▶ [What is being asked]: Please put every line of the items below into a JSON list of strings, one string per line, with blank lines left out. Omit the pictures from your answer.
________________
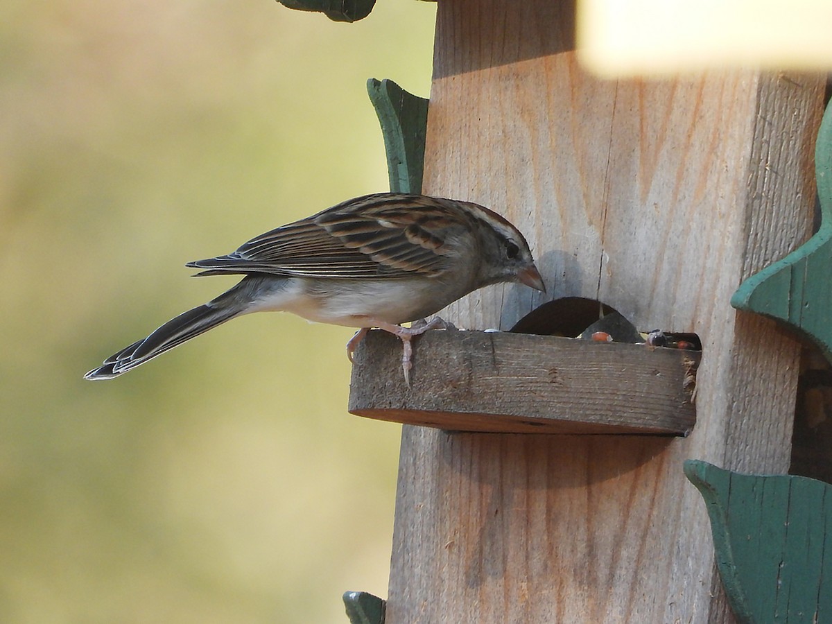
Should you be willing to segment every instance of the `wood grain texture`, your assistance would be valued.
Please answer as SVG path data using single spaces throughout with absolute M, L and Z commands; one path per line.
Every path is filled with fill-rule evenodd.
M 573 12 L 438 3 L 423 191 L 510 218 L 547 296 L 696 332 L 696 426 L 672 440 L 405 427 L 391 624 L 730 622 L 682 462 L 788 469 L 799 347 L 730 299 L 809 237 L 810 171 L 790 172 L 811 158 L 823 77 L 598 80 L 571 51 Z M 443 316 L 507 329 L 543 300 L 494 286 Z
M 731 297 L 738 310 L 765 314 L 812 340 L 832 361 L 832 106 L 827 106 L 815 151 L 820 202 L 819 231 L 785 258 L 746 280 Z
M 356 351 L 349 411 L 452 431 L 686 435 L 700 354 L 554 336 L 428 331 L 414 339 L 411 385 L 401 341 L 374 330 Z

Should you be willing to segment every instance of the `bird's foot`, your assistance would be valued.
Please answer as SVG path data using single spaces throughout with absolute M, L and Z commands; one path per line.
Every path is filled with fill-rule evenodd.
M 369 331 L 369 327 L 362 327 L 349 339 L 349 342 L 347 343 L 347 358 L 353 364 L 355 364 L 355 349 L 359 346 L 359 343 L 364 339 L 364 337 L 367 335 L 367 332 Z
M 402 372 L 404 373 L 404 383 L 408 388 L 410 387 L 410 370 L 413 369 L 413 345 L 411 340 L 414 336 L 424 334 L 428 329 L 455 329 L 456 328 L 446 320 L 443 320 L 438 316 L 434 316 L 429 321 L 420 319 L 414 321 L 410 327 L 402 327 L 392 323 L 378 323 L 375 326 L 379 329 L 384 329 L 395 336 L 402 341 Z
M 411 344 L 411 339 L 414 336 L 418 336 L 424 334 L 428 329 L 456 329 L 457 328 L 453 326 L 453 323 L 448 323 L 447 320 L 440 319 L 438 316 L 434 316 L 429 321 L 424 319 L 419 319 L 417 321 L 414 321 L 410 327 L 402 327 L 401 325 L 397 325 L 394 323 L 385 323 L 384 321 L 372 321 L 372 327 L 378 327 L 379 329 L 384 329 L 394 336 L 397 336 L 402 341 L 402 372 L 404 374 L 404 383 L 407 384 L 408 388 L 410 387 L 410 370 L 413 369 L 413 344 Z M 347 357 L 349 361 L 355 364 L 355 349 L 358 347 L 359 343 L 364 339 L 364 337 L 367 335 L 367 332 L 369 331 L 369 327 L 362 327 L 355 334 L 349 339 L 349 342 L 347 343 Z

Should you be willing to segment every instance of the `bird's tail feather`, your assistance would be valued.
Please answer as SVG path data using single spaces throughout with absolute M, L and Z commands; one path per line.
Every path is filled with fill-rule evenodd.
M 84 375 L 85 379 L 111 379 L 181 344 L 186 340 L 216 327 L 245 311 L 242 305 L 216 305 L 221 300 L 200 305 L 183 312 L 157 329 L 147 338 L 134 342 L 104 360 L 104 364 Z M 226 300 L 227 301 L 227 300 Z

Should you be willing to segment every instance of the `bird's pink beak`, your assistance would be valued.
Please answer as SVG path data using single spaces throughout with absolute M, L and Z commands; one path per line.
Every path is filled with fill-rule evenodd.
M 540 276 L 540 271 L 537 270 L 537 267 L 534 265 L 518 273 L 518 281 L 521 284 L 525 284 L 529 288 L 533 288 L 535 290 L 540 290 L 542 293 L 546 292 L 546 285 L 543 284 L 543 278 Z

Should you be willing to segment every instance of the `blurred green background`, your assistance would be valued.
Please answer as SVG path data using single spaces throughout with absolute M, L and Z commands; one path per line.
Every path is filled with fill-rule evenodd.
M 368 77 L 426 97 L 435 7 L 8 0 L 0 21 L 0 622 L 346 622 L 387 592 L 399 428 L 352 332 L 223 325 L 82 375 L 234 283 L 190 260 L 387 189 Z

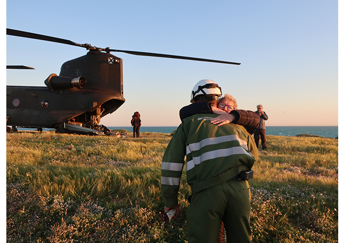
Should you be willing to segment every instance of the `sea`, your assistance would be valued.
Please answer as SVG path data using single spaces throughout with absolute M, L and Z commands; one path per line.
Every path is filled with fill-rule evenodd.
M 132 132 L 132 126 L 108 126 L 108 128 L 114 129 L 125 129 Z M 177 126 L 141 126 L 140 132 L 171 133 Z M 18 128 L 18 130 L 35 130 L 34 128 Z M 49 131 L 51 128 L 44 128 L 43 131 Z M 317 135 L 324 138 L 338 137 L 338 126 L 267 126 L 266 127 L 266 135 L 282 136 L 295 136 L 298 134 L 309 134 Z
M 125 129 L 132 132 L 131 126 L 108 127 L 110 129 Z M 177 126 L 141 126 L 140 132 L 171 133 Z M 266 135 L 295 136 L 298 134 L 317 135 L 324 138 L 335 138 L 338 137 L 338 126 L 266 126 Z

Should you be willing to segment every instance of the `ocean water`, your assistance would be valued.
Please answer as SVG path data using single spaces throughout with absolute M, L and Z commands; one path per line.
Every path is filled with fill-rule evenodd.
M 131 126 L 108 127 L 110 129 L 125 129 L 133 132 Z M 171 133 L 177 126 L 141 126 L 140 132 Z M 317 135 L 324 138 L 338 137 L 338 126 L 266 126 L 266 135 L 294 136 L 298 134 Z
M 108 126 L 110 129 L 125 129 L 133 132 L 132 126 Z M 171 133 L 177 129 L 177 126 L 141 126 L 140 132 L 151 133 Z M 34 131 L 35 128 L 25 128 L 18 127 L 18 130 Z M 44 128 L 43 131 L 49 131 L 51 128 Z M 317 135 L 324 138 L 335 138 L 338 136 L 338 126 L 266 126 L 266 135 L 283 136 L 286 137 L 295 136 L 298 134 L 310 134 Z

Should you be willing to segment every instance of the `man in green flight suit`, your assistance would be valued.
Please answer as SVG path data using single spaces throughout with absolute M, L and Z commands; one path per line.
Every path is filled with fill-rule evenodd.
M 211 84 L 204 86 L 196 101 L 214 101 L 216 106 L 218 97 L 215 99 L 207 90 L 217 87 Z M 187 183 L 192 192 L 187 212 L 189 243 L 218 243 L 222 221 L 229 242 L 249 243 L 252 237 L 250 191 L 241 175 L 251 169 L 258 150 L 243 126 L 232 123 L 217 126 L 210 122 L 218 116 L 197 114 L 184 119 L 162 159 L 165 210 L 174 208 L 178 215 L 177 194 L 186 157 Z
________________
▶ [Output of the task]:
[
  "Should you be willing to segment every instance of the `wood grain texture`, your assistance would be valued.",
  "Please answer as SVG path data using single spaces throughout with absolute M, L and Z commands; one path per line.",
  "Every path is filled with fill-rule evenodd.",
  "M 573 12 L 438 3 L 423 191 L 510 218 L 547 296 L 696 332 L 696 426 L 672 440 L 405 427 L 391 624 L 730 622 L 682 462 L 788 469 L 799 347 L 730 299 L 809 237 L 810 171 L 790 172 L 811 158 L 823 77 L 598 80 L 571 51 Z M 443 316 L 507 329 L 543 300 L 494 286 Z",
  "M 731 297 L 738 310 L 765 314 L 812 340 L 832 361 L 832 106 L 827 106 L 815 151 L 820 202 L 819 231 L 785 258 L 746 280 Z",
  "M 356 351 L 349 411 L 452 431 L 686 435 L 700 354 L 554 336 L 428 331 L 414 339 L 411 385 L 401 341 L 374 330 Z",
  "Should you be willing to segment every instance of the `bird's foot`, your assistance would be valued.",
  "Please answer as SVG path data using single spaces throughout with absolute M, L and Z commands; one path per line.",
  "Every path is filled with fill-rule evenodd.",
  "M 369 331 L 369 327 L 362 327 L 349 339 L 349 342 L 347 343 L 347 358 L 353 364 L 355 364 L 355 349 L 359 346 L 359 343 L 364 339 L 364 337 L 367 335 L 367 332 Z",
  "M 402 372 L 404 373 L 404 383 L 408 388 L 410 387 L 410 370 L 413 369 L 413 345 L 411 340 L 414 336 L 424 334 L 428 329 L 455 329 L 456 328 L 446 320 L 443 320 L 438 316 L 434 316 L 429 321 L 420 319 L 414 321 L 410 327 L 402 327 L 392 323 L 378 323 L 375 326 L 379 329 L 384 329 L 395 336 L 402 341 Z",
  "M 411 344 L 411 339 L 414 336 L 418 336 L 424 334 L 428 329 L 456 329 L 457 328 L 453 326 L 453 323 L 448 323 L 447 320 L 440 319 L 438 316 L 434 316 L 429 321 L 424 319 L 419 319 L 417 321 L 414 321 L 410 327 L 402 327 L 401 325 L 397 325 L 394 323 L 385 323 L 384 321 L 372 321 L 372 327 L 378 327 L 379 329 L 384 329 L 394 336 L 397 336 L 402 341 L 402 372 L 404 374 L 404 383 L 407 384 L 408 388 L 410 387 L 410 370 L 413 369 L 413 344 Z M 347 357 L 349 361 L 355 364 L 355 349 L 358 347 L 359 343 L 364 339 L 364 337 L 367 335 L 367 332 L 369 331 L 369 327 L 362 327 L 355 334 L 349 339 L 349 342 L 347 343 Z",
  "Should you be willing to segment every instance of the `bird's tail feather`, your assistance would be valued.",
  "Please answer as SVG path data using single spaces throughout with absolute M, L and Z commands; one path per line.",
  "Every path is filled with fill-rule evenodd.",
  "M 84 375 L 85 379 L 111 379 L 181 344 L 186 340 L 216 327 L 245 311 L 242 305 L 216 305 L 221 300 L 200 305 L 183 312 L 157 329 L 147 338 L 134 342 L 104 360 L 104 364 Z M 226 300 L 227 301 L 227 300 Z",
  "Should you be willing to segment every instance of the `bird's pink beak`, your assistance would be valued.",
  "Please answer as SVG path data using single spaces throughout with absolute M, L and Z commands; one path per line.",
  "Every path is filled with fill-rule evenodd.",
  "M 540 276 L 540 271 L 537 270 L 537 267 L 534 265 L 518 273 L 518 281 L 521 284 L 525 284 L 529 288 L 533 288 L 535 290 L 540 290 L 542 293 L 546 292 L 546 285 L 543 284 L 543 278 Z",
  "Should you be willing to segment every instance of the `blurred green background`, your assistance would be valued.",
  "Please answer as SVG path data using single spaces throughout with absolute M, L and Z commands; one path per line.",
  "Every path is filled with fill-rule evenodd.",
  "M 368 77 L 426 97 L 435 7 L 8 0 L 0 21 L 0 622 L 346 622 L 387 592 L 399 428 L 352 332 L 223 325 L 82 375 L 234 283 L 190 260 L 387 189 Z",
  "Should you be willing to segment every instance of the `sea`, your assistance would be valued.",
  "Please answer as SVG path data using single spaces throughout with absolute M, L and Z commands; one path per line.",
  "Every path is filled with fill-rule evenodd.",
  "M 132 132 L 132 126 L 108 126 L 108 128 L 114 129 L 125 129 Z M 177 126 L 141 126 L 140 132 L 171 133 Z M 18 128 L 18 130 L 35 130 L 34 128 Z M 49 131 L 51 128 L 44 128 L 43 131 Z M 317 135 L 324 138 L 338 137 L 338 126 L 267 126 L 266 127 L 266 135 L 282 136 L 295 136 L 298 134 L 309 134 Z",
  "M 125 129 L 132 132 L 131 126 L 108 127 L 110 129 Z M 177 126 L 141 126 L 140 132 L 171 133 Z M 266 135 L 295 136 L 298 134 L 317 135 L 324 138 L 335 138 L 338 137 L 338 126 L 266 126 Z",
  "Should you be willing to segment every instance of the `ocean water`, your assistance would be valued.",
  "Please answer as SVG path data using single spaces throughout with absolute M, L and Z commands; one path per line.",
  "Every path is filled with fill-rule evenodd.",
  "M 131 126 L 108 127 L 110 129 L 125 129 L 133 132 Z M 171 133 L 177 126 L 141 126 L 140 132 Z M 317 135 L 324 138 L 338 137 L 338 126 L 266 126 L 266 135 L 294 136 L 298 134 Z",
  "M 108 126 L 110 129 L 125 129 L 133 132 L 132 126 Z M 171 133 L 177 129 L 177 126 L 141 126 L 140 132 L 151 133 Z M 34 131 L 35 128 L 25 128 L 18 127 L 18 130 Z M 44 128 L 43 131 L 49 131 L 51 128 Z M 317 135 L 324 138 L 335 138 L 338 136 L 338 126 L 266 126 L 266 135 L 283 136 L 286 137 L 295 136 L 298 134 L 310 134 Z",
  "Should you be willing to segment every instance of the `man in green flight suit`, your assistance would be valued.",
  "Please answer as SVG path data using single spaces throughout with absolute M, L and Z commands; one path per line.",
  "Every path is filled with fill-rule evenodd.",
  "M 211 84 L 204 86 L 196 101 L 214 101 L 216 106 L 218 97 L 215 99 L 207 90 L 217 87 Z M 187 183 L 192 192 L 187 212 L 189 243 L 218 243 L 222 221 L 229 242 L 249 243 L 252 237 L 250 191 L 241 175 L 251 169 L 258 150 L 243 126 L 232 123 L 217 126 L 210 122 L 218 116 L 197 114 L 184 119 L 162 159 L 165 210 L 174 208 L 178 215 L 177 194 L 186 157 Z"
]